*Document section*

######

78 Digital Router Questions and Answers:

1 :: Explain what is attenuation?

The progressive weakening of a signal as it travels over a cable or other medium. The longer the distance a signal travels, the weaker the signal gets, until it becomes unreadable by the receiving system

2 :: Explain what are the advantages of OSI modal?

☛ Defines the process for connecting two layers, promoting interoperability between vendors.
☛ Separates a complex function into simpler components.
☛ Allows vendors to compartmentalize their design efforts to fit a modular design, which eases implementations and simplifies troubleshooting

3 :: Tell me what is the difference between a hub and a switch?

At first glance it may be difficult to judge the difference between a hub and a switch since both look roughly the same. They both have a large number of potential connections and are used for the same basic purpose- to create a network. However the biggest difference is not on the outside, but on the inside in the way that they handle connections. In the case of a hub, it broadcasts all data to every port. This can make for serious security and reliability concerns, as well as cause a number of collisions to occur on the network. Old style hubs and present-day wireless access points use this technique. Switches on the other hand create connections dynamically, so that usually only the requesting port can receive the information destined for it. An exception to this rule is that if the switch has its maintenance port turned on for an NIDS implementation, it may copy all data going across the switch to a particular port in order to scan it for problems. The easiest way to make sense of it all is by thinking about it in the case of old style phone connections. A hub would be a 'party line' where everybody is talking all at the same time. It is possible to transmit on such a system, but it can be very hectic and potentially release information to people that you don't want to have access to it. A switch on the other hand is like a phone operator- creating connections between ports on an as-needed basis.

4 :: Explain what is UDP?

######

*Dataset excerpts*
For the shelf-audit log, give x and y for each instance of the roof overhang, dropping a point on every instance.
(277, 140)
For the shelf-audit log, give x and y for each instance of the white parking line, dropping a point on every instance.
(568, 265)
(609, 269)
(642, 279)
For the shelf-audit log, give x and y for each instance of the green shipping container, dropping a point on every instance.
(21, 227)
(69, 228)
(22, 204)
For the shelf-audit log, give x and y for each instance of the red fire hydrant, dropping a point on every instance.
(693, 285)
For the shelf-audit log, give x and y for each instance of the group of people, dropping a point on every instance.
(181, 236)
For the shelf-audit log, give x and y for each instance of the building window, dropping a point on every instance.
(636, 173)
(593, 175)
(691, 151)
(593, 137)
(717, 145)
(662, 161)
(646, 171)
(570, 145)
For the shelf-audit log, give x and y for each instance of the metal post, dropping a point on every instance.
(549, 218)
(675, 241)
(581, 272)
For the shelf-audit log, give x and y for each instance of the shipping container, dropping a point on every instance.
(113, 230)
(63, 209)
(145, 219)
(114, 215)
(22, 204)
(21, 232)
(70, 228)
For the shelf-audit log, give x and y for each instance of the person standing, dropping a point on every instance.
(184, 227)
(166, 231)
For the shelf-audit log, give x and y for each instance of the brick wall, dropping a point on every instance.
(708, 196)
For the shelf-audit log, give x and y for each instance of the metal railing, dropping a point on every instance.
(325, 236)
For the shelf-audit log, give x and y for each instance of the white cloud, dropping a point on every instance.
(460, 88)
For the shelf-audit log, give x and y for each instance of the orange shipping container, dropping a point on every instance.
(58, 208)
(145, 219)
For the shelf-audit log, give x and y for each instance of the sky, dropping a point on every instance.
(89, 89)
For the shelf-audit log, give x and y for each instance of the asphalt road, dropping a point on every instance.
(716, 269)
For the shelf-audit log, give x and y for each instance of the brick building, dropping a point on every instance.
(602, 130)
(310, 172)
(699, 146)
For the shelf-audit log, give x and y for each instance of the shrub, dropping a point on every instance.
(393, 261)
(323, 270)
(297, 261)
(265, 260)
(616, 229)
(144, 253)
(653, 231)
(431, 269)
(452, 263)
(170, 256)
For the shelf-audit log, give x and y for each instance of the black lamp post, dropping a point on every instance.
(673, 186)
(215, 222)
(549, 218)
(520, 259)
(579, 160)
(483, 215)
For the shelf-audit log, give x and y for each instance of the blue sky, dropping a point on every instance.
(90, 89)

######

*Exercise requirements*
A - Using the networking questions-and-answers text, decide whether each statement agrees with it, and give yes or no along with the deciding words quoted from the text. (i) A hub sends all data to every port. (ii) A signal grows stronger the farther it travels over a cable. (iii) Present-day wireless access points use the same technique as old style hubs.
B - In the networking questions-and-answers text, what is a switch compared to in the analogy of old style phone connections?
C - Repeat the part of the networking questions-and-answers text starting at "78 Digital Router" and ending at "into simpler components.".

*Solutions*
A -
(i) Yes: "In the case of a hub, it broadcasts all data to every port."
(ii) No: "The longer the distance a signal travels, the weaker the signal gets"
(iii) Yes: "Old style hubs and present-day wireless access points use this technique."

B - A switch is compared to a phone operator that creates connections between ports on an as-needed basis.

C -
78 Digital Router Questions and Answers:

1 :: Explain what is attenuation?

The progressive weakening of a signal as it travels over a cable or other medium. The longer the distance a signal travels, the weaker the signal gets, until it becomes unreadable by the receiving system

2 :: Explain what are the advantages of OSI modal?

☛ Defines the process for connecting two layers, promoting interoperability between vendors.
☛ Separates a complex function into simpler components.